WRITTEN PROBLEM
Give all of the lines again exactly as they read.

-- start RECORDS TO PROCESS --

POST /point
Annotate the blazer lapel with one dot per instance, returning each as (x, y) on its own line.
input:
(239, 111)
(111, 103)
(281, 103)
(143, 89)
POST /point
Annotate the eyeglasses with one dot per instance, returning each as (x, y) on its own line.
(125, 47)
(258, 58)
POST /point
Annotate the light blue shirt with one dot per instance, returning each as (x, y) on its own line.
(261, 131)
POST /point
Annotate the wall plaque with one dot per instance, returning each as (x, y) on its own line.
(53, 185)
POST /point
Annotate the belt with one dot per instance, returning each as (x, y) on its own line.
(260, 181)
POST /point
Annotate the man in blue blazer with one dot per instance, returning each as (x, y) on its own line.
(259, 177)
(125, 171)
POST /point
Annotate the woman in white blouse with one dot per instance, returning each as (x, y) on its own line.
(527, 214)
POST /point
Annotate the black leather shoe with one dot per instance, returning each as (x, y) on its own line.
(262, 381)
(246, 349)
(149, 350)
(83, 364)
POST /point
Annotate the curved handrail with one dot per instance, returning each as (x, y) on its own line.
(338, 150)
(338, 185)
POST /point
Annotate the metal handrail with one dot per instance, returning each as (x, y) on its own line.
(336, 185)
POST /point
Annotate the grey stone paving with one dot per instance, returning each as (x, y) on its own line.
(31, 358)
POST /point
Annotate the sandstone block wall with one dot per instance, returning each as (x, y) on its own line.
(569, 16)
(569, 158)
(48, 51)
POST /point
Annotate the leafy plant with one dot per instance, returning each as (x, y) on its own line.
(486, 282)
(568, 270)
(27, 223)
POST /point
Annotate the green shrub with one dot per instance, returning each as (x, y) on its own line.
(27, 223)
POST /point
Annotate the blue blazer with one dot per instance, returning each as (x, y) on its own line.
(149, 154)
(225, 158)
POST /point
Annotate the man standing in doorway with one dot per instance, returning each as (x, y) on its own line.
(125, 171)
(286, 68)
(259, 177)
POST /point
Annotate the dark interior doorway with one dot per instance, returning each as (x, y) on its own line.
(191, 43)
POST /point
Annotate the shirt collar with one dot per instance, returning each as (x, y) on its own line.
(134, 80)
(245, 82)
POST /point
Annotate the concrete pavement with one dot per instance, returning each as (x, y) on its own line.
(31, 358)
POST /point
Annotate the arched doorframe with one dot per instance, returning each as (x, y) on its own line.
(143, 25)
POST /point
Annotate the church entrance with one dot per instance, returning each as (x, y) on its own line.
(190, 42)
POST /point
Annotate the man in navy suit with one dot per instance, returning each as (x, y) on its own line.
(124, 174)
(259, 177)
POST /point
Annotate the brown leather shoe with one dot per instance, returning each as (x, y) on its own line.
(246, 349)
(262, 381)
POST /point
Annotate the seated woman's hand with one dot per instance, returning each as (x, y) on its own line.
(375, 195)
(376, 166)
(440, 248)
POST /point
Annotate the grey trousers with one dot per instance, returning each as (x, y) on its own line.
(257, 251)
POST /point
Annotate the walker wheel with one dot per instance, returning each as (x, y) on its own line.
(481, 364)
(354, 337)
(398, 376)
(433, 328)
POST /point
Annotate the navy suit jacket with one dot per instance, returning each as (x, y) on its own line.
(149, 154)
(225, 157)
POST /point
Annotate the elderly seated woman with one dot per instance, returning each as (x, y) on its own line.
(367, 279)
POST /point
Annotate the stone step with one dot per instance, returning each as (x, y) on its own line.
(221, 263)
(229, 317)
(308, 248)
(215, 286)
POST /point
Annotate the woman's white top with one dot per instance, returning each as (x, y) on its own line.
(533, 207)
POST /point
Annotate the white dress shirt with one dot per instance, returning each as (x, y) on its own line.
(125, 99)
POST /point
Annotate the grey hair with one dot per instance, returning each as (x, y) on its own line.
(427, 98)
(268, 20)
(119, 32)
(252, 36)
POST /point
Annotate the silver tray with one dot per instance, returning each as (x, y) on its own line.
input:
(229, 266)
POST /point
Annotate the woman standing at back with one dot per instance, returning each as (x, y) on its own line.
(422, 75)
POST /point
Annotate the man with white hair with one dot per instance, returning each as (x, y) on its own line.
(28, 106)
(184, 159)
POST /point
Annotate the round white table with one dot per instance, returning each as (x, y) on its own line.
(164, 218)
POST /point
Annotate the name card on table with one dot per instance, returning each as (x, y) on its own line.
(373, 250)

-- end RECORDS TO PROCESS --

EXERCISE RESULT
POST /point
Annotate the blazer lapel with one dot per instance, returning each as (x, y) on its own line.
input:
(239, 111)
(111, 103)
(281, 103)
(143, 89)
POST /point
Annotate the eyeglasses with one dot per instance, returning each as (x, y) on its own line.
(125, 47)
(258, 58)
POST /point
Annotate the light blue shirt with one dot per instance, returning each as (x, y) on its own line.
(261, 131)
POST /point
Annotate the wall plaque with one dot per instance, returning each as (x, y) on its own line.
(53, 185)
POST /point
Annotate the belt with one dot per instance, returning each as (x, y) on its own line.
(260, 181)
POST /point
Annotate the man in blue blazer with one dot per instance, returning each as (x, y) on its own line.
(259, 177)
(125, 171)
POST /point
Annotate the woman in white blouse with one dot per instance, returning each as (x, y) on its own line.
(527, 214)
POST /point
Annotate the black leather shoe with one dot per instance, returning each as (x, y) on its own line.
(262, 381)
(246, 349)
(149, 350)
(83, 364)
POST /point
Annotate the curved handrail with one dot per instance, returning each as (x, y) on its own line.
(338, 150)
(338, 185)
POST /point
Annotate the metal handrail with one dot per instance, returning each as (x, y) on its own line.
(336, 185)
POST /point
Annotate the grey stone paving with one dot per instance, returning each as (x, y) on its own line.
(31, 358)
POST /point
Annotate the sandstone block wall with one dot per instance, returning each as (x, y) on its own line.
(569, 16)
(569, 158)
(48, 51)
POST /point
Annotate the leafy plant with one dot per instance, returning each as (x, y) on its own line.
(486, 282)
(568, 270)
(27, 223)
POST /point
Annotate the green shrub with one dot per instance, returning each as (x, y) on its own line.
(27, 223)
POST /point
Annotate the blue blazer with one dot per instance, returning each as (x, y) on its own line.
(149, 154)
(225, 158)
POST /point
Annotate the man standing in doorway with one dot per instance, returning each as (x, y) on its own line.
(125, 171)
(286, 68)
(259, 177)
POST /point
Annotate the dark interior doorway with one dot per instance, returning each as (x, y) on its own line.
(191, 43)
POST /point
Annotate the shirt collar with one dot per instance, returning each as (x, y) on its own line.
(134, 80)
(245, 82)
POST /point
Annotate the concrete pavement with one dot per instance, returning each as (x, y) on its own line.
(31, 358)
POST /point
Annotate the arched doorframe with one dot per instance, returning each as (x, y) on its own line.
(143, 25)
POST /point
Annotate the church entrance with one dot per instance, returning each as (x, y) on its own line.
(190, 42)
POST /point
Annotate the man in navy suit with one dot per instance, returning each as (x, y) on its own line.
(124, 174)
(259, 177)
POST /point
Annotate the brown leather shoe with one dot per instance, returning each as (x, y) on its own line.
(246, 349)
(262, 381)
POST /point
Annotate the seated woman's hand with one dot per instance, returning each as (x, y) on its own line.
(375, 195)
(376, 166)
(440, 248)
POST /point
Annotate the grey trousers with one dot per instance, returning each as (x, y) on its own line.
(257, 251)
POST /point
Annotate the walker wheel with one dot per instance, returning each as (x, y) on its own line.
(481, 364)
(354, 337)
(398, 376)
(433, 328)
POST /point
Annotate the navy suit jacket with one dot per instance, returning each as (x, y) on its own line.
(149, 154)
(225, 157)
POST /point
Annotate the elderly seated woman with one dot per instance, returning each as (x, y) on its own line.
(367, 279)
POST /point
Annotate the stone step with one dot per instance, returning each as (x, y) on its own line.
(221, 263)
(229, 317)
(308, 248)
(215, 286)
POST /point
Annotate the woman's white top with one dot per instance, returning each as (x, y) on its own line.
(533, 207)
POST /point
Annotate the white dress shirt with one dot per instance, returning each as (x, y) on its own line.
(125, 99)
POST /point
Annotate the grey hair with one dot per instance, returning each as (x, y) on its own line.
(427, 98)
(268, 20)
(119, 32)
(252, 36)
POST /point
Annotate the silver tray with one dot per instance, returning each as (x, y) on its own line.
input:
(229, 266)
POST /point
Annotate the woman standing at back with one dot per instance, returning each as (x, y) on its own line.
(422, 75)
POST /point
Annotate the man with white hair with one dot per instance, returning each as (x, y) on its own line.
(28, 106)
(184, 159)
POST /point
Annotate the round white table with one dot per instance, returning each as (x, y) on its own line.
(164, 218)
POST /point
Annotate the name card on table with one dot per instance, returning each as (x, y) on its own line.
(373, 250)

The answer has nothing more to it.